--- Task prompt ---
Repeat every line of the listing from the line containing "Put a marker on each instance of the smartphone" through the end of the listing, both ends included, requests too. Scale each x and y point coordinate in the answers by 2.4 and round it to a whole number, rounding halves up.

-- Start --

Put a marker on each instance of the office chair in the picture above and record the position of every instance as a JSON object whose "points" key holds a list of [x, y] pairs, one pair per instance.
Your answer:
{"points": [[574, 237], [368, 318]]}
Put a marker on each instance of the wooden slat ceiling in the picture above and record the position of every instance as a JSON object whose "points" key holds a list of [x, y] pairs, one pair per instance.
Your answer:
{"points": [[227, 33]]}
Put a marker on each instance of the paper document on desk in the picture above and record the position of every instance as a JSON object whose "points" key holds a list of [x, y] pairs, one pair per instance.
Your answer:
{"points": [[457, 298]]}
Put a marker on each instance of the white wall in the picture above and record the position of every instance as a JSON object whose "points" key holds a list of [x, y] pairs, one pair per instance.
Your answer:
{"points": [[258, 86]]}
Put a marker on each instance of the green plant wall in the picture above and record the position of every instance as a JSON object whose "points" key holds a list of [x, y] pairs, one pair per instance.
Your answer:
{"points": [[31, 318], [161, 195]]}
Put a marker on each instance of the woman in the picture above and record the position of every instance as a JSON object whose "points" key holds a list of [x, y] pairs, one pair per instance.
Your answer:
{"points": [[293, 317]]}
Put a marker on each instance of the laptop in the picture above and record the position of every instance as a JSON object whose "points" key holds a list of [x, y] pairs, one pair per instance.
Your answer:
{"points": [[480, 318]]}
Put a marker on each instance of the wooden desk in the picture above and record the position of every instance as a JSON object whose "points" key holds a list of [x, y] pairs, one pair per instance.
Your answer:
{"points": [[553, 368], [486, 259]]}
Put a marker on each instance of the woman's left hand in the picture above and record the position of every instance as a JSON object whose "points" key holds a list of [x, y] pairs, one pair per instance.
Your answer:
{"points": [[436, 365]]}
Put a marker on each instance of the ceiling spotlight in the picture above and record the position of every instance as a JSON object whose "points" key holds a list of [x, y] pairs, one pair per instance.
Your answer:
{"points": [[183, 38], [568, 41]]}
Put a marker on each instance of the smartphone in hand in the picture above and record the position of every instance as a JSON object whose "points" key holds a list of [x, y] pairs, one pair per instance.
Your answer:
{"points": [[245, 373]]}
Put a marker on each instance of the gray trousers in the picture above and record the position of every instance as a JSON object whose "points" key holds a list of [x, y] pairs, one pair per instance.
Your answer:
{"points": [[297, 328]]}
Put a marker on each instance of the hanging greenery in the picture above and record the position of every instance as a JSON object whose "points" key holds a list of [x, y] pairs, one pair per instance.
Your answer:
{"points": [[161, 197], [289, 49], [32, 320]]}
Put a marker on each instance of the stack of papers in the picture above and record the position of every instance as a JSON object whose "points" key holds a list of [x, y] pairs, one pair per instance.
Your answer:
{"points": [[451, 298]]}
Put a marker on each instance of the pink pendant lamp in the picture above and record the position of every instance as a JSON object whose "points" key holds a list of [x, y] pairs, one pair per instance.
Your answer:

-- End --

--- Final answer ---
Put a marker on each instance of the smartphone in hand in the picture above and record the position of every instance as a JSON object whose "points" key holds a list of [x, y] pairs, one pair per instance.
Your answer:
{"points": [[588, 895]]}
Put a marker on each instance of the gray trousers in the picture above and record the position of every instance as a JSON object whose "points" key holds a list of [x, y] pairs, one pair per instance.
Your answer:
{"points": [[713, 787]]}
Put a marker on each instance of the hanging greenery in the picture above and record the position of every instance as a JSON object whose "points" key holds a list of [x, y] pairs, one pair per instance.
Your answer:
{"points": [[386, 473], [694, 118], [77, 768]]}
Put a marker on each instance of the stack of papers in the picture above and record the position of every instance as a JSON object whose "points" key holds a list of [x, y] pairs, one pair per instance.
Your answer:
{"points": [[1082, 715]]}
Put a marker on each instance of the pink pendant lamp in the picture above and record the position of every instance as a JSON object whose "points" key holds a list of [x, y] pairs, one pair per instance.
Your answer:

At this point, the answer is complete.